TRAVAIL À FAIRE:
a: Indiquez si chacune des affirmations suivantes concorde avec l'extrait sur l'expulsion des Chagossiens : (i) plus de 1500 personnes ont été expulsées de l'archipel entre 1965 et 1973 ; (ii) les plantations de noix de coco n'ont pris aucune part à l'organisation des expulsions ; (iii) Louis Humbert s'était rendu seul à l'île Maurice en 1967. Pour chacune, répondez par oui ou par non en citant fidèlement les mots décisifs de l'extrait.
b: Prolongez l'extrait sur l'expulsion des Chagossiens en poursuivant le récit après sa dernière phrase.

EXTRAIT FOURNI:
Bien qu’ils aient formé un « peuple à part entière », les Chagossiens ont été traités par Londres et Washington comme des personnes « sans droit » pouvant « être déplacées définitivement de leur terre sans consultation ni compensation », fustige HRW.

Le peu de considération accordée à la population locale était manifeste dans les expressions utilisées par de hauts fonctionnaires britanniques planifiant l’expulsion, qui parlaient de personnes d’« origine obscure » dans des communications privées.

De 1965 à 1973, plus de 1500 personnes ont progressivement été expulsées de l’archipel avant d’être « abandonnées à l’île Maurice ou aux Seychelles », où beaucoup ont dû vivre pendant des décennies dans une pauvreté extrême.

Le rapport de HRW relate que les expulsions ont été organisées par les autorités de concert avec les plantations de noix de coco qui utilisaient la population locale comme main-d’œuvre.

Des familles flouées

Des familles qui croyaient quitter provisoirement l’archipel pour des vacances ou une visite médicale ont appris, à l’étranger, qu’elles ne pouvaient rentrer.

Un des témoins interrogés par l’organisation de défense des droits de la personne, Louis Humbert, relate qu’il s’était rendu à l’île Maurice avec sa mère et des frères en 1967 pour passer des vacances, mais n’a jamais pu revenir chez lui sous prétexte que l’archipel allait bientôt « être fermé ». La famille a été scindée puisque des frères et sœurs étaient restés derrière.

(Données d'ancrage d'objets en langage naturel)

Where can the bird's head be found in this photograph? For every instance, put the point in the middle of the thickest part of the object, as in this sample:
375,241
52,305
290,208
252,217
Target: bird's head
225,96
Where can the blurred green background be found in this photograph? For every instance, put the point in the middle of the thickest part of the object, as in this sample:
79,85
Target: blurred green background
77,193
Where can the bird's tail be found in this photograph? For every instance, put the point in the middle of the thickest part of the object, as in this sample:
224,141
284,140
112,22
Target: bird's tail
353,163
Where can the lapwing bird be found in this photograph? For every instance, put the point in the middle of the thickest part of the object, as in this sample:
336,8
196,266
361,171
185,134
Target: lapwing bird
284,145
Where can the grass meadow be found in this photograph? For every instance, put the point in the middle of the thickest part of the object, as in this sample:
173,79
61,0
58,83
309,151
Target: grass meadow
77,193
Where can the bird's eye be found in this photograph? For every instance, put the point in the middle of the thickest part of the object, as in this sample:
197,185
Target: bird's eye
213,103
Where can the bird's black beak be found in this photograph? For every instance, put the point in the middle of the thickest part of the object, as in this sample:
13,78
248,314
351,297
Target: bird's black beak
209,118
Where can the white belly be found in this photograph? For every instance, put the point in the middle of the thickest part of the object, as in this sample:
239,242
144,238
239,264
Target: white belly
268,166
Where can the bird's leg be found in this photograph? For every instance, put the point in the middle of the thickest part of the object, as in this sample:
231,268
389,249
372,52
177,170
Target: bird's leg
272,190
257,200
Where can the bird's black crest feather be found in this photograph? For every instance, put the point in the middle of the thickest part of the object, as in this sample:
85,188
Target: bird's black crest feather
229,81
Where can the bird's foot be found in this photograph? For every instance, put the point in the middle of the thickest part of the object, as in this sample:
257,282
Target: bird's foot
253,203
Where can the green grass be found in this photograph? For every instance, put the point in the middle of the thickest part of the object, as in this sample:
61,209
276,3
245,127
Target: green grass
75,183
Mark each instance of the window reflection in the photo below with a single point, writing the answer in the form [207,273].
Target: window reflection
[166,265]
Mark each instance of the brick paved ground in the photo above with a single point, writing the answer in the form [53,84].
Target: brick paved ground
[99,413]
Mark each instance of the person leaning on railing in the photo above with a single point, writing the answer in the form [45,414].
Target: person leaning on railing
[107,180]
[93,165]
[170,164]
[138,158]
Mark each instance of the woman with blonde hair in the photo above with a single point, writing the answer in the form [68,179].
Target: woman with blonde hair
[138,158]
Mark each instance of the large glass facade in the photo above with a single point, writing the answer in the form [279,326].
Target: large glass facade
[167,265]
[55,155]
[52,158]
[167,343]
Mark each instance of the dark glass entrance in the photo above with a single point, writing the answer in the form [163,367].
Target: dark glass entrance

RÉPONSES ATTENDUES:
a:
(i) Oui : « De 1965 à 1973, plus de 1500 personnes ont progressivement été expulsées de l’archipel ».
(ii) Non : « les expulsions ont été organisées par les autorités de concert avec les plantations de noix de coco ».
(iii) Non : « il s’était rendu à l’île Maurice avec sa mère et des frères en 1967 ».

b:
Des mesures ont été prises pour limiter l’approvisionnement de l’archipel en nourriture et en marchandises et freiner l’arrivée de professionnels en éducation et en santé, de manière à compliquer la vie sur place.

En 1971, un ordre formel a été donné par l’administration britannique aux habitants toujours sur place à Diego Garcia de partir alors que les États-Unis s’apprêtaient à lancer la construction de la base. Il a ensuite été élargi à tous les occupants de l’archipel, qui se sont fait promettre maison et travail à l’île Maurice ou aux Seychelles, des assurances restées sans suite.

Les dernières évacuations en bateau se sont déroulées dans des conditions particulièrement difficiles, les habitants étant traités « comme des animaux », selon un témoignage recueilli par HRW.

La Grande-Bretagne, souligne le rapport, a opté très tôt pour une évacuation complète de l’archipel pour pouvoir se soustraire à toute obligation de reddition de comptes face aux Nations unies à titre de gestionnaire d’une colonie habitée.

Guerre au terrorisme

En 2000, les dirigeants britanniques ont annoncé qu’ils permettraient le retour dans l’archipel des Chargossiens expulsés après qu’un tribunal eut invalidé l’ordonnance ayant mené à leur départ.

Bien qu’il ait déclaré que les actes commis étaient « indéfendables », le gouvernement est revenu sur son engagement quelques années plus tard alors que les États-Unis intensifiaient leur utilisation de la base de Diego Garcia dans le cadre de la « guerre au terrorisme » déclarée par l’administration du président de l’époque, George W. Bush.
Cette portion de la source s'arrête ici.